• Document passage:
+ + +
Add widgets using the NRQL queries above.
Save and share with your team.
New Relic Alert Policies
Set up alerts when a variation degrades performance:
Go to Alerts > Alert Policies > New alert policy.
Add a NRQL alert condition:
SELECT average(duration) FROM Transaction
WHERE `optimizely.flag.checkout_redesign` = 'variation_a'
Set the threshold: "Critical when query returns a value above
Xfor at leastYminutes."Add a notification channel (Slack, PagerDuty, email).
Listener Registration Timing
The notification listener must be registered before any decide() calls. The Optimizely SDK fires the DECISION notification synchronously during decide(). If no listener is registered at that moment, the notification is discarded — the SDK does not replay past notifications to newly registered listeners.
// CORRECT: Register listener before decide()
optimizely.onReady().then(() => {
optimizely.notificationCenter.addNotificationListener(
enums.NOTIFICATION_TYPES.DECISION,
callback
);
const decision = user.decide('flag_key'); // Listener fires
});
// WRONG: Registering after decide() misses the decision
optimizely.onReady().then(() => {
const decision = user.decide('flag_key'); // No listener yet
optimizely.notificationCenter.addNotificationListener(
enums.NOTIFICATION_TYPES.DECISION,
callback // Too late
);
});
Validation
After deploying the integration, verify data flows correctly:
Datadog Validation
Deploy the integration to a staging environment.
Trigger a feature flag evaluation by making a request that calls
decide().In Datadog, go to APM > Traces and search for your service.
Open a trace and check the Metadata tab for spans tagged with
optimizely.flag.*.In Trace Analytics, filter by
@optimizely.flag_key:checkout_redesign— results should appear.
New Relic Validation
Deploy the integration to a staging environment.
Trigger a feature flag evaluation.
In New Relic, go to APM > your service > Transactions.
Click into a transaction and check Custom attributes — you should see
optimizely.flag.*attributes.Run the NRQL query:
SELECT count(*) FROM Transaction
WHERE optimizely.flag_key IS NOT NULL
SINCE 30 minutes ago
If results appear, the integration is working.
Gotchas
Span/Transaction Must Be Active
Both Datadog's tracer.scope().active() and New Relic's addCustomAttribute() only work when there is an active span or transaction in the current context. If decide() is called outside of a request lifecycle — for example, during application startup for caching warm-up, or in a background job without APM instrumentation — the tagging silently fails.
Verify your APM agent instruments the code path where decide() runs. For background workers, you may need to create a custom span (Datadog) or background transaction (New Relic) explicitly.
+ + +
• Objectives:
1 – For the integration guide, mark each statement yes or no and quote the deciding words: (a) the SDK replays past notifications to listeners registered later; (b) the DECISION notification fires synchronously during decide(); (c) tagging raises an error when no span or transaction is active.
2 – Answer from the integration guide:
(a) Where in Datadog do you search for your service?
(b) What time window does the validation NRQL query cover?
(c) Which notification channels are given as examples for alerts?
3 – Rename "staging environment" to "test environment" in the integration guide passage starting at "Trigger a feature flag evaluation by" and ending at "service > Transactions.", and give that passage again.
The records come from a separate source.
+ + +
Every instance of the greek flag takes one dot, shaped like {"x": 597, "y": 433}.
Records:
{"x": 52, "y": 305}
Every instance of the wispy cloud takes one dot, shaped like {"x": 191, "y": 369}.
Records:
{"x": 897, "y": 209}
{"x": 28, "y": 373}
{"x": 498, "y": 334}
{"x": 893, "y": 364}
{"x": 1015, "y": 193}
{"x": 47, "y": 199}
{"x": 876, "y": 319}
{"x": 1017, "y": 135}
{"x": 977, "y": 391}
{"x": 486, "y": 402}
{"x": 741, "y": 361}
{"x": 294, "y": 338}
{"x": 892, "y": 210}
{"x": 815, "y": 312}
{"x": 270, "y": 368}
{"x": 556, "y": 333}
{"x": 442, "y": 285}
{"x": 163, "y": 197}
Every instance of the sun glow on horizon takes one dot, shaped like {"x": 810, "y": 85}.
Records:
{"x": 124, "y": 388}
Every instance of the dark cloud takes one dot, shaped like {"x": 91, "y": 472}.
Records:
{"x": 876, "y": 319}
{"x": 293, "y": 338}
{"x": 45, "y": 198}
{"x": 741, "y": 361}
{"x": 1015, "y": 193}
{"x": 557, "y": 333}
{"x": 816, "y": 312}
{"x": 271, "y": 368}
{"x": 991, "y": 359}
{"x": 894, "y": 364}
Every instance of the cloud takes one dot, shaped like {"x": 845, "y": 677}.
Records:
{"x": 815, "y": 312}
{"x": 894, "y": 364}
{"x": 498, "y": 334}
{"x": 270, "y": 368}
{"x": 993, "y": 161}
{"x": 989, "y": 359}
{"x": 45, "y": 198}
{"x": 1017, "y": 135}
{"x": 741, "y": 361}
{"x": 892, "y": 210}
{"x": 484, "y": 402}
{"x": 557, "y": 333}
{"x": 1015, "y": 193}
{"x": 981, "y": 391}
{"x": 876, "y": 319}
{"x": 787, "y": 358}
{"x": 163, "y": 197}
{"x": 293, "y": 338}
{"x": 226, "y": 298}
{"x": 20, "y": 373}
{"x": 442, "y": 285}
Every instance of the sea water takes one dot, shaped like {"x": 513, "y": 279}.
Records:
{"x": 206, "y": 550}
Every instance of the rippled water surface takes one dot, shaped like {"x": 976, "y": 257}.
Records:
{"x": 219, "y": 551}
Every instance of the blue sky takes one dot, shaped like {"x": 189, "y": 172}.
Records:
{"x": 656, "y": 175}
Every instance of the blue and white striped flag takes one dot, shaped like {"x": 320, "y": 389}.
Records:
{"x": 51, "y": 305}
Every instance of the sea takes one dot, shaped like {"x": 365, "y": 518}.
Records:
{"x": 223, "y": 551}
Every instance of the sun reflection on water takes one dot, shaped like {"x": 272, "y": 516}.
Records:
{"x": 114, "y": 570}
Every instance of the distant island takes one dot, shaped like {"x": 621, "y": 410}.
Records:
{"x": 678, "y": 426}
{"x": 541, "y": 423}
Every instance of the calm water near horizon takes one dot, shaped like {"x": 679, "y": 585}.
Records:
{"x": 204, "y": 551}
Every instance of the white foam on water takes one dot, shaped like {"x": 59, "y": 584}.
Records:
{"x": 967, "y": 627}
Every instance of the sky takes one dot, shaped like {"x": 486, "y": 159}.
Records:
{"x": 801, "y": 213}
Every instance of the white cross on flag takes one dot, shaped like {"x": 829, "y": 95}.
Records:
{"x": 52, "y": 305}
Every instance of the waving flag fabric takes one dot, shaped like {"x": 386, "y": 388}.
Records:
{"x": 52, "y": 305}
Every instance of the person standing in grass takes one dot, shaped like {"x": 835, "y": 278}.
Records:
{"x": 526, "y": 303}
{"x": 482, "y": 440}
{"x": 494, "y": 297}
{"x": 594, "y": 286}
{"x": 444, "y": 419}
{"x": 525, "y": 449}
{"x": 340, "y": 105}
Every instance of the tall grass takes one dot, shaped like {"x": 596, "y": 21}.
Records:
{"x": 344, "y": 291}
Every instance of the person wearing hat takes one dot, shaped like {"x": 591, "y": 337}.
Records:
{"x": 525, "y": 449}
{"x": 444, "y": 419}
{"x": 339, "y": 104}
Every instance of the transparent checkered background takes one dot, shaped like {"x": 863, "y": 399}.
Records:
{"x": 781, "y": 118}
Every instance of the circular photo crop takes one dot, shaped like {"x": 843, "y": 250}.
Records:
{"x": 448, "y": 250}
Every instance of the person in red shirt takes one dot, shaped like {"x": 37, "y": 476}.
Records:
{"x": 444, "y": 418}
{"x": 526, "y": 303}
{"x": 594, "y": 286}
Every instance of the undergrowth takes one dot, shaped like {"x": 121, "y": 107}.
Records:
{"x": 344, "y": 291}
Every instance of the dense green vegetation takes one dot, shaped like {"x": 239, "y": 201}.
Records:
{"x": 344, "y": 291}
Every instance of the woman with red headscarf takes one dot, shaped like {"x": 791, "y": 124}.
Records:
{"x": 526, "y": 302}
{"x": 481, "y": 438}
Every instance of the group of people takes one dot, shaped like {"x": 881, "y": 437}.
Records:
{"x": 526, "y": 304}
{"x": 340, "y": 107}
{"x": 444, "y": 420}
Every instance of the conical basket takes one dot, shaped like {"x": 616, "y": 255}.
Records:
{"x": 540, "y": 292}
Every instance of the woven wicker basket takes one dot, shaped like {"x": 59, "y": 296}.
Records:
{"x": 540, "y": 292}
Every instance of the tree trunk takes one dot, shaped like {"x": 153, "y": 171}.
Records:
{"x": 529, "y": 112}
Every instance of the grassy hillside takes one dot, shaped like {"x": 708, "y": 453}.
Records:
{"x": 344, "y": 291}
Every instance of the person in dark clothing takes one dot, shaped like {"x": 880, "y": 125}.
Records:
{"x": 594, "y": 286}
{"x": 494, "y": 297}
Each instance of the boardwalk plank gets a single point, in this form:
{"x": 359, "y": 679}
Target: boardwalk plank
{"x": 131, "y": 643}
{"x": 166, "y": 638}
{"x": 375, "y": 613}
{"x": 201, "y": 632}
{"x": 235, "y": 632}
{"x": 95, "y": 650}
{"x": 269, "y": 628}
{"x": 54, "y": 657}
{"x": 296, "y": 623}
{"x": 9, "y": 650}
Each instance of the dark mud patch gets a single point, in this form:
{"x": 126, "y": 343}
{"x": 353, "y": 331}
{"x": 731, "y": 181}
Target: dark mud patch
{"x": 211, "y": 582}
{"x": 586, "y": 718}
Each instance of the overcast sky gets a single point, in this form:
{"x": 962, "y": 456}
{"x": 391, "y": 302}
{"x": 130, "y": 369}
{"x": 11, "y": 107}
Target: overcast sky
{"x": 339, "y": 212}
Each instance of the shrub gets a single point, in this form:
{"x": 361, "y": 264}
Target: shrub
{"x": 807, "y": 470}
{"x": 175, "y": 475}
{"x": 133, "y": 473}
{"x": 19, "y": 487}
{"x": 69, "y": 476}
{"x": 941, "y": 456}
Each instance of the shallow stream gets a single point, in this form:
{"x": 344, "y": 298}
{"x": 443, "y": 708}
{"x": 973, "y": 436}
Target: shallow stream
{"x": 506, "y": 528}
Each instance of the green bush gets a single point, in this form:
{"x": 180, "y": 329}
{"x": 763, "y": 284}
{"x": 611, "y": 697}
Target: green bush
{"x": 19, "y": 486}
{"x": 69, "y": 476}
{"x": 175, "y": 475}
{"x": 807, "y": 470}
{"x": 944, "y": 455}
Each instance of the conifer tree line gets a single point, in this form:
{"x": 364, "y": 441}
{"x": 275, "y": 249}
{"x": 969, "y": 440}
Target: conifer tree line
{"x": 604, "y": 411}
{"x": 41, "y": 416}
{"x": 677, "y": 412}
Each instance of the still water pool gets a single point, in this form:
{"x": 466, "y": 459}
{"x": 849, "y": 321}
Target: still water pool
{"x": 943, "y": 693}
+ + +
• Solutions by task:
1 –
(a) No: "the SDK does not replay past notifications to newly registered listeners."
(b) Yes: "The Optimizely SDK fires the DECISION notification synchronously during decide()."
(c) No: "the tagging silently fails."

2 –
(a) APM > Traces
(b) 30 minutes ago
(c) Slack, PagerDuty, email

3 –
Trigger a feature flag evaluation by making a request that calls
decide().In Datadog, go to APM > Traces and search for your service.
Open a trace and check the Metadata tab for spans tagged with
optimizely.flag.*.In Trace Analytics, filter by
@optimizely.flag_key:checkout_redesign— results should appear.
New Relic Validation
Deploy the integration to a test environment.
Trigger a feature flag evaluation.
In New Relic, go to APM > your service > Transactions.